■ Task goal
Switch every "User goal" in the data below to "Target label" and keep everything else unchanged. Leave the pictures out of your answer.

[Saved data entries]
※ ※ ※

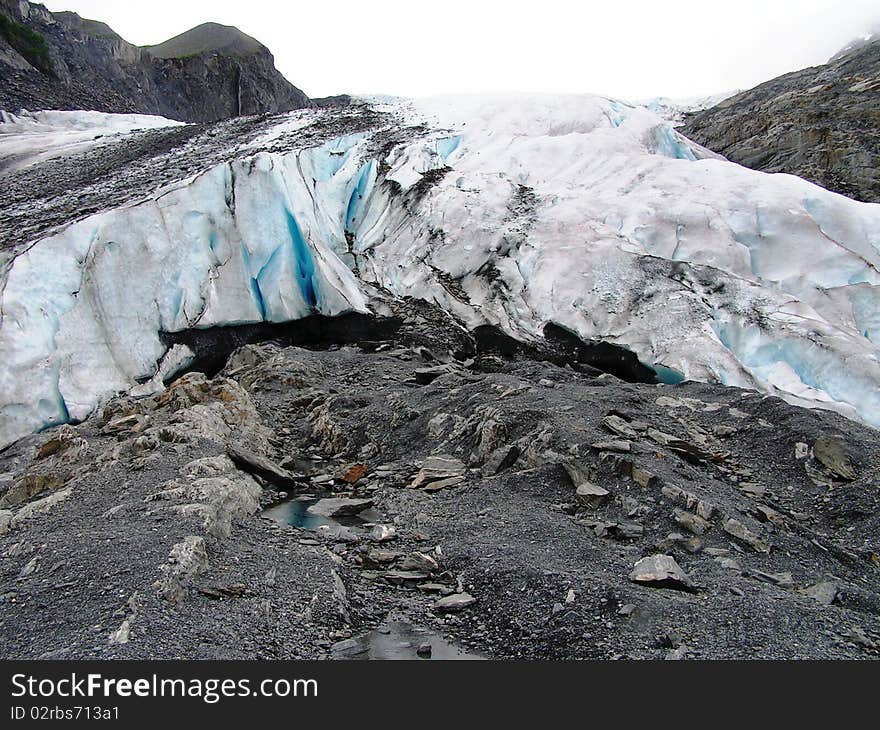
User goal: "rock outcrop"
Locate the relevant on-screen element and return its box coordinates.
[680,35,880,203]
[0,0,310,122]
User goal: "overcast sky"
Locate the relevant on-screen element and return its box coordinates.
[44,0,880,99]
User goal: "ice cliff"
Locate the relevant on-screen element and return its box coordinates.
[0,96,880,444]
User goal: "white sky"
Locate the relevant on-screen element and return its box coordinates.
[44,0,880,99]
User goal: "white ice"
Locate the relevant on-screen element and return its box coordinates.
[0,95,880,444]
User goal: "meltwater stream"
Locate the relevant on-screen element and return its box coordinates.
[331,614,486,660]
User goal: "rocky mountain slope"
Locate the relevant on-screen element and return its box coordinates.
[681,35,880,202]
[0,300,880,659]
[0,0,309,122]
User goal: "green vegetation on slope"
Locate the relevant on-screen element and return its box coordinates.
[0,13,52,73]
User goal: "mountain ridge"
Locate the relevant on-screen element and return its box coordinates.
[0,0,311,122]
[680,31,880,203]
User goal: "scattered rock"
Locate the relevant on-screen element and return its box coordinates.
[745,570,794,588]
[370,525,397,542]
[0,474,64,508]
[431,593,477,613]
[722,517,770,553]
[410,455,467,488]
[673,507,712,535]
[308,497,373,518]
[590,439,632,454]
[397,552,440,573]
[226,444,306,489]
[801,580,840,606]
[153,535,208,603]
[109,619,131,644]
[629,555,696,592]
[481,444,522,477]
[342,464,369,484]
[813,436,856,482]
[631,465,659,488]
[602,415,639,441]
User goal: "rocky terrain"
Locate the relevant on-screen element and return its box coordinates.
[0,0,310,122]
[0,301,880,659]
[680,35,880,202]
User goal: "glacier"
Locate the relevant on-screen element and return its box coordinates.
[0,95,880,445]
[0,110,185,171]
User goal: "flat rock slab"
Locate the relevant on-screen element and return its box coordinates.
[629,555,697,592]
[431,593,477,613]
[226,444,307,488]
[410,455,467,487]
[308,497,373,517]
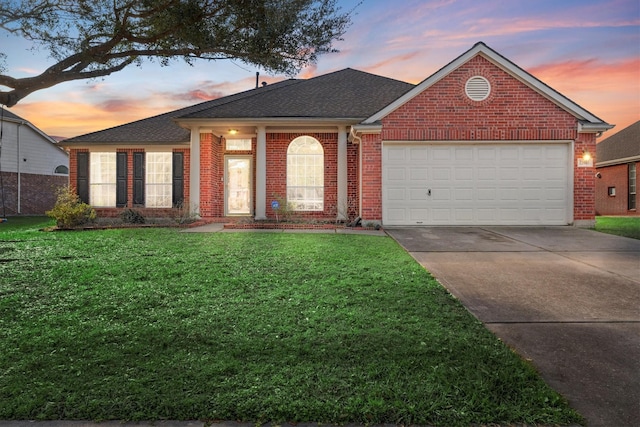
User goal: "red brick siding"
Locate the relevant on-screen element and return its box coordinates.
[0,172,69,215]
[595,162,640,216]
[347,144,360,220]
[573,133,596,221]
[360,135,382,221]
[382,56,577,141]
[362,56,595,226]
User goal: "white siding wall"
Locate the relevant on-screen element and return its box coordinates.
[0,121,69,175]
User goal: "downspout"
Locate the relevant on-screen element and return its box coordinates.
[349,126,362,218]
[16,122,25,215]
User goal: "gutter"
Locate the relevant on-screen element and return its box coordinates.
[578,120,616,138]
[596,155,640,168]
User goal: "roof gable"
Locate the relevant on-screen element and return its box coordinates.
[363,42,613,132]
[596,120,640,166]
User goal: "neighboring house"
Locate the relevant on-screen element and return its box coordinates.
[596,121,640,215]
[62,43,613,226]
[0,108,69,215]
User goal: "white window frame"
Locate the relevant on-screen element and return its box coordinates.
[225,138,251,151]
[287,135,324,211]
[144,151,173,208]
[627,163,638,211]
[89,151,117,207]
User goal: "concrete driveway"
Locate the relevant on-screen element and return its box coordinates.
[386,227,640,427]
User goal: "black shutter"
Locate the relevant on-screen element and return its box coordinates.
[116,153,127,208]
[133,152,144,206]
[76,151,89,203]
[172,152,184,206]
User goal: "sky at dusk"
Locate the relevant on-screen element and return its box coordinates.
[0,0,640,139]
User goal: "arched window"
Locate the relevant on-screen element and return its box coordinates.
[287,136,324,211]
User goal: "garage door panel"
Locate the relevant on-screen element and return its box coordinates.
[383,143,571,225]
[409,167,429,182]
[387,167,407,184]
[387,188,407,202]
[431,166,451,181]
[455,168,473,181]
[407,187,427,202]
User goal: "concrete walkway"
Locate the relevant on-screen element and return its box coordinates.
[182,223,387,236]
[387,227,640,427]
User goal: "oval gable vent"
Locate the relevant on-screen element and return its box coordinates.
[464,76,491,101]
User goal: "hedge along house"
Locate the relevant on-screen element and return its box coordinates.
[64,42,613,226]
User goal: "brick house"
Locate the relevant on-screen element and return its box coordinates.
[0,109,69,216]
[64,42,612,226]
[596,121,640,215]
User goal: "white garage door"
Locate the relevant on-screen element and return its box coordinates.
[382,144,572,225]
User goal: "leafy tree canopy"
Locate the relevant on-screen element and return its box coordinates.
[0,0,350,107]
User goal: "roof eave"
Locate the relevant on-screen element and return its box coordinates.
[596,155,640,168]
[578,120,616,133]
[173,117,364,129]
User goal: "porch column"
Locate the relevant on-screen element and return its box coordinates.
[336,126,349,221]
[255,126,267,219]
[189,127,200,216]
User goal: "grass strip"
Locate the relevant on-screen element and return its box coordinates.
[0,223,581,426]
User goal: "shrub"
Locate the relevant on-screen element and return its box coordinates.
[45,186,96,228]
[120,209,145,224]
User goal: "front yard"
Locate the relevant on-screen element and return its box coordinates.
[0,218,580,426]
[595,216,640,239]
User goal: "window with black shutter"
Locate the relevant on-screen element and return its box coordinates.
[116,153,127,208]
[76,151,89,203]
[172,152,184,206]
[133,152,144,206]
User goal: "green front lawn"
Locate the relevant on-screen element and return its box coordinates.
[0,219,581,426]
[596,216,640,239]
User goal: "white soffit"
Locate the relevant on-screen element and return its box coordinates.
[362,42,610,130]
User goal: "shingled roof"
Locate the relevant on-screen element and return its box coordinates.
[596,120,640,166]
[181,68,414,120]
[62,68,414,145]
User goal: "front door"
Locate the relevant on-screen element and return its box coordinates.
[224,156,251,215]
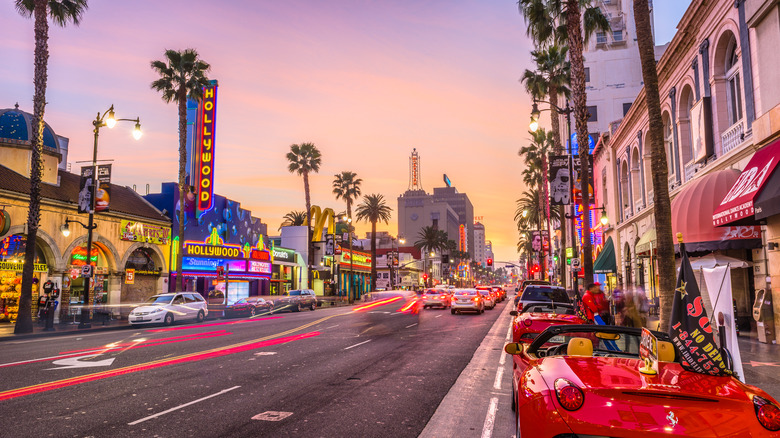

※ ※ ※

■ Response to this task
Target label: "rock outcrop"
Locate the relevant on-screen element and return its box coordinates.
[680,35,880,203]
[0,0,310,122]
Target label: "overcast sky"
Locate the relevant on-screen element and return its box coordinates.
[44,0,880,99]
Target label: "ice cliff"
Locate the relevant on-screen element and return its box coordinates.
[0,96,880,444]
Target label: "white sky"
Locate the relevant on-screen element and return its box coordinates.
[44,0,880,99]
Target label: "white ice"
Locate the relevant on-screen element and return its box coordinates.
[0,95,880,444]
Target label: "meltwater stream"
Locate the relevant on-screen element and return its box coordinates.
[331,614,486,660]
Target label: "rocky mountain slope"
Locate the relevant on-screen element and return its box coordinates.
[681,35,880,202]
[0,300,880,659]
[0,0,309,122]
Target label: "green vegetation on slope"
Locate the relevant on-screen element and return its box coordinates.
[0,13,52,73]
Target label: "mountain ridge"
Locate the relevant on-screen element and return its box coordinates.
[0,0,311,122]
[680,31,880,203]
Target label: "scattered rock"
Locate the relevant on-screen element and return its box coordinates.
[745,570,794,588]
[370,525,397,542]
[0,474,64,508]
[431,593,477,613]
[722,517,770,553]
[410,455,467,488]
[673,507,712,535]
[308,497,373,518]
[590,439,632,454]
[397,552,440,573]
[226,444,306,489]
[801,580,840,606]
[153,535,208,603]
[109,619,131,644]
[629,555,696,592]
[481,444,522,477]
[342,464,369,484]
[813,436,856,482]
[631,465,659,488]
[602,415,639,441]
Target label: "rocky terrain"
Locate the relevant on-screen element and return its box coordinates.
[0,0,310,122]
[0,301,880,659]
[680,35,880,202]
Target label: "glacier"
Locate the relevant on-screen element and return its box coordinates.
[0,95,880,445]
[0,110,185,171]
Target label: "flat rock slab"
Locate the relevant on-screen element and return its box coordinates.
[629,555,697,592]
[431,593,477,613]
[226,444,307,488]
[410,455,467,487]
[308,497,373,517]
Target label: "red brick siding"
Locate the relevant on-screen element and return its box coordinates.
[0,172,69,215]
[595,162,640,216]
[347,144,360,220]
[573,133,596,221]
[360,135,382,221]
[382,56,577,141]
[362,56,595,226]
Target label: "white siding wall"
Locate the relevant on-screen element and return its box coordinates.
[0,121,69,175]
Target label: "downspout"
Locate the relevant on-screen element and return its box coordinates.
[349,126,362,218]
[16,122,25,215]
Target label: "gutter"
Locate the relevant on-screen element and return its box coordinates.
[578,120,616,138]
[596,155,640,168]
Target label: "roof gable"
Locate the relevant on-screen element and return its box coordinates.
[363,42,613,132]
[596,120,640,166]
Target label: "neighboring house"
Locate the relevant on-screen element and return its box coordinates.
[596,121,640,215]
[62,43,613,226]
[0,108,69,215]
Target label: "white window frame"
Locate the relevant on-screen element and return its box coordinates.
[225,138,251,151]
[287,135,324,211]
[144,151,173,208]
[627,163,638,211]
[89,151,117,207]
Target label: "concrete driveway"
Locate the relevant on-screen element and return its box coordinates.
[386,227,640,427]
Target label: "black shutter"
Locate the relevant on-screen element and return its box coordinates.
[116,153,127,208]
[133,152,144,206]
[76,151,89,203]
[172,152,184,206]
Target label: "sky at dusk"
Locate the relevant on-screen element and return its box coordinates.
[0,0,640,139]
Target label: "arched window"
Locate the relevant on-screen element and return its box coordinates.
[287,136,324,211]
Target label: "garage door panel"
Locate the relevant on-screen element and return its box coordinates.
[383,143,571,225]
[409,167,429,182]
[387,167,407,184]
[387,188,407,202]
[431,166,451,181]
[455,168,473,181]
[407,187,427,202]
Target label: "concrete walkway"
Locate the relevant on-screen element and return its box coordinates.
[182,223,387,236]
[387,227,640,427]
Target label: "oval gable vent"
Locate the relevant on-screen element and return its box coordinates.
[464,76,491,101]
Target label: "hedge along house"
Locate the relevant on-screen element and return its box coordinates.
[64,42,613,226]
Target label: "brick house"
Locate the relevant on-screen element and return its box coordinates.
[0,109,69,216]
[64,42,612,226]
[596,121,640,215]
Target label: "white garage door"
Locate the relevant on-screen element and return its box coordinates.
[382,144,572,225]
Target label: "leafy tree canopy"
Locate the relevant on-screen element and return its box coordinates.
[0,0,350,107]
Target label: "roof eave"
Locate the relevant on-screen element and return its box coordinates.
[596,155,640,168]
[578,120,616,133]
[173,117,364,129]
Target label: "porch column"
Locate the relevant on-screen element and return its box coordinates.
[336,126,349,221]
[255,126,267,219]
[189,127,200,216]
Target label: "grass strip"
Locate the relevant on-screen element and return its box coordinates.
[0,223,581,426]
Target label: "shrub"
Locate the relevant on-screen element and return its box coordinates.
[45,186,96,228]
[120,209,145,224]
Target label: "front yard"
Locate the relevant on-screen element and return its box coordinates.
[0,218,580,426]
[595,216,640,239]
Target label: "window with black shutter"
Locate the relevant on-screen element and return its box coordinates.
[116,153,127,208]
[76,151,89,203]
[172,152,184,206]
[133,152,144,206]
Target label: "green front lawn"
Locate the relevant on-screen element and return its box coordinates.
[0,219,581,426]
[596,216,640,239]
Target label: "white soffit"
Locate the relevant on-screen element and return its box coordinates.
[362,42,610,130]
Target label: "shingled roof"
Locate the relevant on-screen element and return its box coordinates.
[596,120,640,166]
[181,68,414,120]
[62,68,414,145]
Target label: "front door"
Locate the relevant on-screen element and return its box coordinates.
[224,156,251,215]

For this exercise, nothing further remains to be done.